===== Excerpt =====

DT: Well, there was Jerry Lewis... then in my adolescence it was the Marx Brothers, who I still love to this day. In my teen years George Carlin was big, Robert Kline... then there's the Firesign Theater. They were like the American Monty Python; but they were more controversial and more surrealistic. In America, TV would not have them, but records would. They sold a lot of pop songs and did movies, just brilliant stuff, and brilliant use of audio alone. And that fascinated me. At that time there was no such thing as video that everyone has access to now. Radio was far more common than it is today. I started out in radio in Philadelphia years later, inspired in part by The Firesign Theater. Now, one of the four guys from the group (see insert) is a personal friend of mine, which to me is like, WOW, you know? I wish I could have made friends with Groucho Marx as well; but unfortunately, I was a little out of sync in my timing there. He was gone before I got out to LA; one of the greatest comedians that ever lived.

V5: How did you end up in Italy?

DT: I got a scholarship from Temple University to go abroad for a semester. I thought it was going to be a little vacation from show business. I was doing a little radio program and some live gigs as a stand-up in Philadelphia and around the area, wherever I could find a place to play. I was just over 19 so I was playing in places I wasn't old enough to be in. It was an entirely different world then.

V5: How did you get the role of Xenon on SHE (1983)?

===== Input rows =====

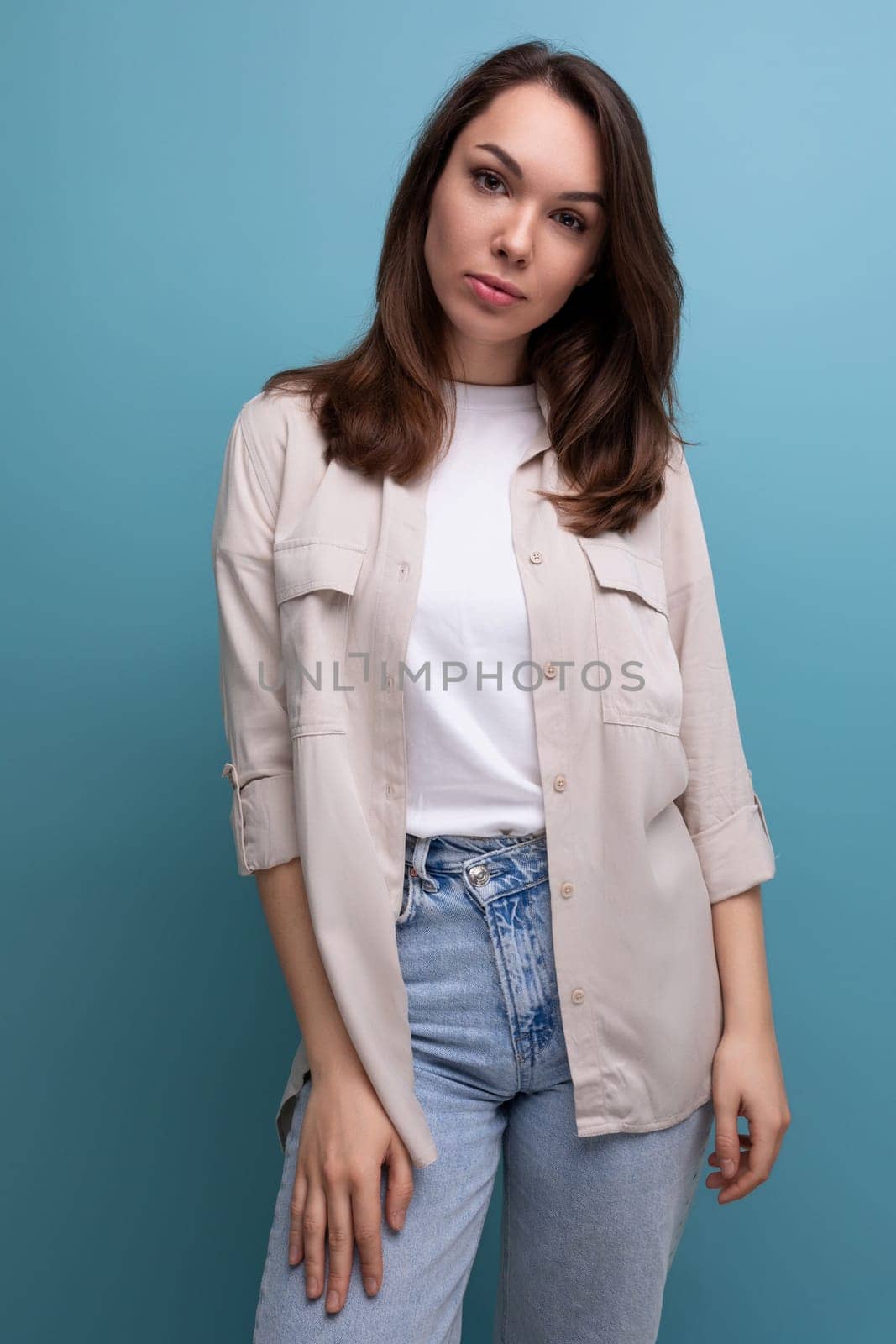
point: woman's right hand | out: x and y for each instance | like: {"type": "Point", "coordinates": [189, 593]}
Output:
{"type": "Point", "coordinates": [344, 1140]}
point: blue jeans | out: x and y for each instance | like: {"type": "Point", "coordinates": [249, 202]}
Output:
{"type": "Point", "coordinates": [589, 1226]}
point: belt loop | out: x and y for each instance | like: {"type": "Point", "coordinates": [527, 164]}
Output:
{"type": "Point", "coordinates": [421, 851]}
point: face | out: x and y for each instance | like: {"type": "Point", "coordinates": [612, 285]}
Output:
{"type": "Point", "coordinates": [523, 212]}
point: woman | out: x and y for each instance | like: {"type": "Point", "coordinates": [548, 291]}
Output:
{"type": "Point", "coordinates": [517, 905]}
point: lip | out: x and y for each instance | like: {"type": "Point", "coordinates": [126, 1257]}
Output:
{"type": "Point", "coordinates": [493, 289]}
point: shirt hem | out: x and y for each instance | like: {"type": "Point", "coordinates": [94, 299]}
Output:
{"type": "Point", "coordinates": [616, 1126]}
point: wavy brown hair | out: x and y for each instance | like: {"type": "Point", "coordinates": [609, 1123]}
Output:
{"type": "Point", "coordinates": [606, 360]}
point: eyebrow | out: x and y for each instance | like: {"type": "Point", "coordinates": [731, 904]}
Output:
{"type": "Point", "coordinates": [512, 165]}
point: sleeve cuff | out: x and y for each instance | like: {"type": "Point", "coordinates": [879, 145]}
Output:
{"type": "Point", "coordinates": [262, 817]}
{"type": "Point", "coordinates": [736, 853]}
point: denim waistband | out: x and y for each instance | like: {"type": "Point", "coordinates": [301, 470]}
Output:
{"type": "Point", "coordinates": [452, 853]}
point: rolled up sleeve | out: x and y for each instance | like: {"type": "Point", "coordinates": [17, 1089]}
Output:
{"type": "Point", "coordinates": [720, 808]}
{"type": "Point", "coordinates": [251, 683]}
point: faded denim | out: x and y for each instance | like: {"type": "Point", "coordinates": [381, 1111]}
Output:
{"type": "Point", "coordinates": [590, 1226]}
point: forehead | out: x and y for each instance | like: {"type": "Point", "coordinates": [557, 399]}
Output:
{"type": "Point", "coordinates": [555, 143]}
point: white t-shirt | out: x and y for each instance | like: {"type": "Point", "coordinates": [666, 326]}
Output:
{"type": "Point", "coordinates": [472, 757]}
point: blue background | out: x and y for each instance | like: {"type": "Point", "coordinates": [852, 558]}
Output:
{"type": "Point", "coordinates": [195, 198]}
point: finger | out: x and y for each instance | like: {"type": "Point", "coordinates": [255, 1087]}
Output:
{"type": "Point", "coordinates": [714, 1156]}
{"type": "Point", "coordinates": [399, 1189]}
{"type": "Point", "coordinates": [313, 1238]}
{"type": "Point", "coordinates": [718, 1182]}
{"type": "Point", "coordinates": [754, 1169]}
{"type": "Point", "coordinates": [340, 1241]}
{"type": "Point", "coordinates": [296, 1210]}
{"type": "Point", "coordinates": [367, 1220]}
{"type": "Point", "coordinates": [727, 1137]}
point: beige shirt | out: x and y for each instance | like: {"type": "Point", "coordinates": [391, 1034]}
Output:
{"type": "Point", "coordinates": [651, 812]}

=====

_Requirement 1_
From the interview, please extract everything from "DT: I got a" down to "different world then.".
_Requirement 2_
Put everything in the listing from the line containing "point: finger |" down to the end of the listing into a numbered list, leaving out blank lines.

_Exercise output 1_
DT: I got a scholarship from Temple University to go abroad for a semester. I thought it was going to be a little vacation from show business. I was doing a little radio program and some live gigs as a stand-up in Philadelphia and around the area, wherever I could find a place to play. I was just over 19 so I was playing in places I wasn't old enough to be in. It was an entirely different world then.

_Exercise output 2_
1. point: finger | out: x and y for each instance | like: {"type": "Point", "coordinates": [255, 1087]}
2. Output:
3. {"type": "Point", "coordinates": [714, 1156]}
4. {"type": "Point", "coordinates": [399, 1189]}
5. {"type": "Point", "coordinates": [313, 1238]}
6. {"type": "Point", "coordinates": [718, 1182]}
7. {"type": "Point", "coordinates": [754, 1169]}
8. {"type": "Point", "coordinates": [340, 1241]}
9. {"type": "Point", "coordinates": [296, 1210]}
10. {"type": "Point", "coordinates": [367, 1220]}
11. {"type": "Point", "coordinates": [727, 1137]}
12. point: beige shirt | out: x and y for each instance | like: {"type": "Point", "coordinates": [391, 1034]}
13. Output:
14. {"type": "Point", "coordinates": [651, 812]}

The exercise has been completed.